### Records for identifying positions
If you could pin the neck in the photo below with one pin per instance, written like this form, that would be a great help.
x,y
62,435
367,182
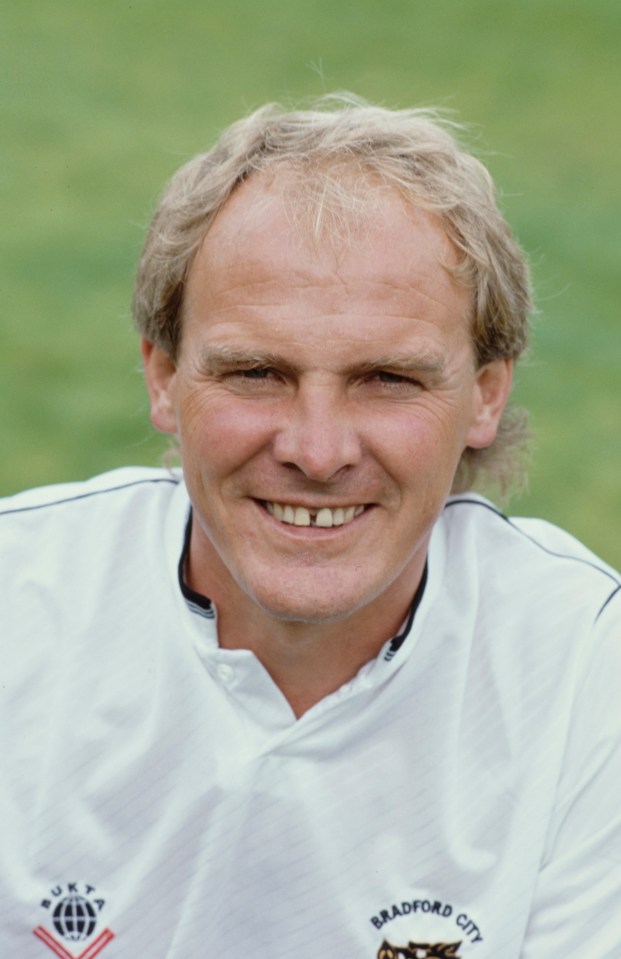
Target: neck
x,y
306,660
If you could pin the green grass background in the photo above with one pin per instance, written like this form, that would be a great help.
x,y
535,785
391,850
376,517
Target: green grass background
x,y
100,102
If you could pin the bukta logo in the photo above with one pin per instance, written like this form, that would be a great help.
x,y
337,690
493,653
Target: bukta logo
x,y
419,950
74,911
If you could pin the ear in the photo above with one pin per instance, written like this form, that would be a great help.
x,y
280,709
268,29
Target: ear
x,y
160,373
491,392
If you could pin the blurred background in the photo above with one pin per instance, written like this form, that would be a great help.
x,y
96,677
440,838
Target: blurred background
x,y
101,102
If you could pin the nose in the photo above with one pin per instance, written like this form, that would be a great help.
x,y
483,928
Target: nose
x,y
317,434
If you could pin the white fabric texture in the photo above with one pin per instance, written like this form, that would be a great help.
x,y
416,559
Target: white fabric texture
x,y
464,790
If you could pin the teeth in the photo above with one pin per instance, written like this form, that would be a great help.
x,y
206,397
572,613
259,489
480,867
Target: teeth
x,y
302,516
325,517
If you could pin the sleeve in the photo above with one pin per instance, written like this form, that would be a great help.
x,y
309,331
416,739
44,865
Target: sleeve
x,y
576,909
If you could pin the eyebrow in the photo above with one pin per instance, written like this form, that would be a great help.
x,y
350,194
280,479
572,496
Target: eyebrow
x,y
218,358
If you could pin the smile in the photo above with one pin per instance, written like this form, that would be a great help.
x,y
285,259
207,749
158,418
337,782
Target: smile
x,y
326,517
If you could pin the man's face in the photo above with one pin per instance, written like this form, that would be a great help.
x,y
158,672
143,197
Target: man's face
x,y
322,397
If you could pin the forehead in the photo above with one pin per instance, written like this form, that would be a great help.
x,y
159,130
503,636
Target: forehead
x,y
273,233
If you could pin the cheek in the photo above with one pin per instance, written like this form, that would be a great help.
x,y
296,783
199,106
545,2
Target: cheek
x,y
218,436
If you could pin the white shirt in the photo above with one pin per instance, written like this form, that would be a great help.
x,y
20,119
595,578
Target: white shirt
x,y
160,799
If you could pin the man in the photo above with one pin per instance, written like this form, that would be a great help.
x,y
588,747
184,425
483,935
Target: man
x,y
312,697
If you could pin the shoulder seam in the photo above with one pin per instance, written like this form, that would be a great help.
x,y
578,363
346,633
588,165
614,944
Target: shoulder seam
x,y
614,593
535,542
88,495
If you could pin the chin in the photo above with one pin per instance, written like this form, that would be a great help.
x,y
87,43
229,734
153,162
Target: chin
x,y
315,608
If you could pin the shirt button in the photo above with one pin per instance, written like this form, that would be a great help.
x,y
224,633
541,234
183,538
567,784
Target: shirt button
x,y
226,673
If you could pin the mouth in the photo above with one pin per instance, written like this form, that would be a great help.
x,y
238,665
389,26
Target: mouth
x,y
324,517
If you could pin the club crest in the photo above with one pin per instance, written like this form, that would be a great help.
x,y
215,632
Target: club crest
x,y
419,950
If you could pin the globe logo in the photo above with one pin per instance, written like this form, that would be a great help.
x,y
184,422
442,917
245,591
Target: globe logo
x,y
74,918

### What you need to do
Please quote all of the material above word for word, leaving out the pictures.

### Correct result
If you could pin the neck in the photo below with one pin per instance, written like this form, that would be a great help.
x,y
62,435
367,182
Target: neck
x,y
306,660
If you could pin the green grass background in the photo above with one pin per instance, written like this form, that would be a great help.
x,y
535,785
391,850
376,517
Target: green grass background
x,y
100,102
If you could pin the bukta logo in the photo above with one pin per instance, written like this form, that would be a great help.
x,y
337,690
493,653
Target: bukta logo
x,y
419,950
74,911
If you could pin the ear in the photo above with one pin per instance, written like this form, that would be a great help.
x,y
280,709
268,29
Target: ear
x,y
160,373
491,392
If you could pin the blurred background in the photo above with one pin per instance, written like this form, that would be a great help.
x,y
96,677
440,838
Target: blurred background
x,y
101,102
If you could pin the nose in the photo above with one pin per instance, written like this form, that would be a great help.
x,y
483,928
Target: nose
x,y
317,434
If you could pin the white fabric texture in the photo above with one pin per instance, written like this form, that would be a great help.
x,y
416,559
Target: white fabric texture
x,y
464,790
If you could pin the teeth in the photo above with one pin per instance, written like this form, that would be a great help.
x,y
206,397
572,613
259,489
480,867
Target: teeth
x,y
302,516
325,517
If you could pin the sleeve in the photo above with one pin per instance, written like this form, that would be a great help.
x,y
309,331
416,739
44,865
Target: sleeve
x,y
576,909
If you could pin the eyebrow in the photo above with one pin per instance, written like this form, that would be a great help.
x,y
350,194
280,479
572,496
Target: eyebrow
x,y
218,358
If you could pin the smile in the photo above with one pin per instance, written like this form, that would be a great help.
x,y
285,259
207,749
158,418
337,782
Target: smile
x,y
326,517
If you could pin the man's face in the photo above with one pin per instance, written like this form, that would be a great help.
x,y
158,672
143,197
Target: man's face
x,y
322,397
If you could pin the forehead in the photo above with one pin per instance, written like this form, that would be a great help.
x,y
159,130
503,636
Target: forehead
x,y
273,233
If you could pin the cheek in the photo above with one pin per instance, written like this form, that would be a great help.
x,y
296,783
199,106
545,2
Target: cheek
x,y
218,436
If you could pin the white shirt in the photo above with one pin per instance, written like this form, that would be a great help.
x,y
20,119
595,578
Target: white shirt
x,y
160,799
If you could pin the man in the photo above with one pin per instance, written like this form, that would be a great help.
x,y
588,747
184,425
483,935
Target: man
x,y
312,697
If you could pin the shoulder seam in the photo above with one pin per instance, written like this form, that would be a great help.
x,y
578,363
346,633
588,165
614,944
Target: shoulder seam
x,y
614,593
535,542
88,495
If you could pin the chin in the photo above with one pin per instance, written like this form, that would be a great help.
x,y
87,43
229,734
153,162
Target: chin
x,y
315,608
If you could pin the shirt button in the photo above with one pin per instance, written like this form, that would be a great help.
x,y
224,633
541,234
183,538
567,784
Target: shirt button
x,y
226,673
If you could pin the mouth in the photo above with one pin per instance, written like this form, that would be a great help.
x,y
238,665
389,26
Target: mouth
x,y
324,517
If you could pin the club crest in the photo above with one pin per instance, written like this form, that would be a great help.
x,y
215,632
Target: club crest
x,y
419,950
If you could pin the globe logo in the photo above with one pin per instance, written like this form, that would be a great help.
x,y
184,422
442,917
245,591
Target: globe logo
x,y
74,918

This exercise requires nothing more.